→ **WHAT NEEDS TO BE DONE**: Change "empty chair" to "vacant chair" in the stretch of rows from the line containing "Would you mind pointing out the reflecting" through the line containing "(1143, 551)". Reproduce those lines with no other changes.

→ **DATA ENTRIES**:
— begin —

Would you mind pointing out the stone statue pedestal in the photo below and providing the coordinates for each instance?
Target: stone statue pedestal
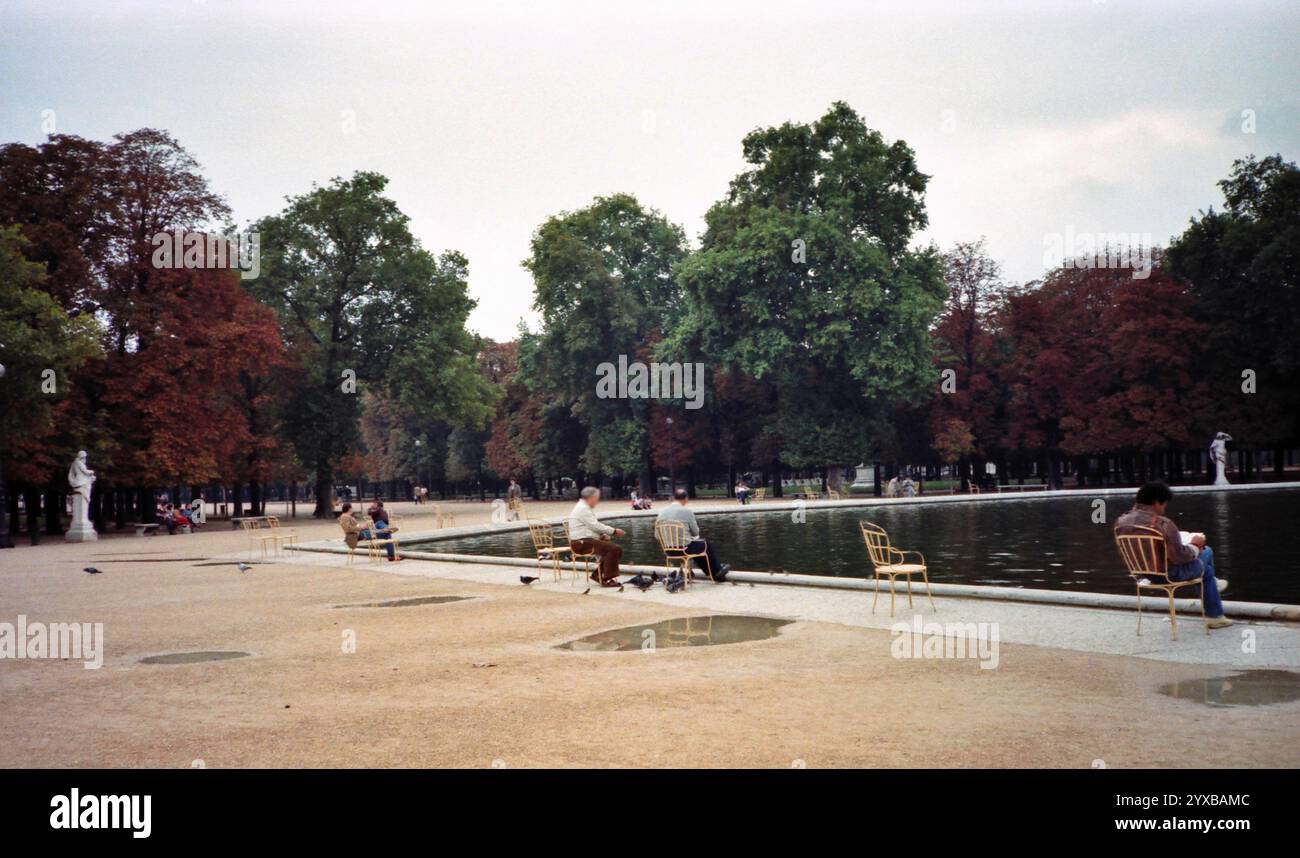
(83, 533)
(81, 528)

— end —
— begin —

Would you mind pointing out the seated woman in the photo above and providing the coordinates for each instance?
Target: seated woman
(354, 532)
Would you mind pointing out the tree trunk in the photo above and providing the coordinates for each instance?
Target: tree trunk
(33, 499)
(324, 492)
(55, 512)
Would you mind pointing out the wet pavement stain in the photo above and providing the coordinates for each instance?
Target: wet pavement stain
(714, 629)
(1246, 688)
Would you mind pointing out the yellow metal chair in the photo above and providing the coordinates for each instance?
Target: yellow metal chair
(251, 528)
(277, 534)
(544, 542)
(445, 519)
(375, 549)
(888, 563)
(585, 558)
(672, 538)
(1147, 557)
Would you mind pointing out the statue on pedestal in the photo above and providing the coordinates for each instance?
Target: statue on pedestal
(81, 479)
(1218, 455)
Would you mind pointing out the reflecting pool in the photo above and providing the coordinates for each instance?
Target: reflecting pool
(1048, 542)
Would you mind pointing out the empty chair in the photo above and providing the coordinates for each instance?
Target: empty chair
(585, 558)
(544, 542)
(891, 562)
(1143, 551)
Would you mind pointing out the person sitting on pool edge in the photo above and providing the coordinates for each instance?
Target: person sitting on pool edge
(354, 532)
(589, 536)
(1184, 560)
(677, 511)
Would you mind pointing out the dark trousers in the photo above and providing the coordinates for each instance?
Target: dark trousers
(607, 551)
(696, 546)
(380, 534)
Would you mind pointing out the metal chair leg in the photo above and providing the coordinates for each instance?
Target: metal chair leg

— end —

→ **EXPECTED ANSWER**:
Would you mind pointing out the reflecting pool in the photo above and providing the coordinates for each instance?
Target: reflecting pool
(1048, 542)
Would you mind pointing out the vacant chair in the photo above and providing the coordinates for each instance?
Target: vacant chair
(585, 558)
(544, 542)
(891, 562)
(1143, 551)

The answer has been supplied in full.